■ **GOAL**
Collect every line of the records that contains the word "scene", and treat uppercase and lowercase as different.
──────────
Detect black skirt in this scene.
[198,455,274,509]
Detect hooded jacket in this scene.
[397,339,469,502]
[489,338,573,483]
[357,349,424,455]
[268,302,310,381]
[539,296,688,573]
──────────
■ **RESULT**
Detect black skirt in this scene.
Detect hooded jacket in this scene.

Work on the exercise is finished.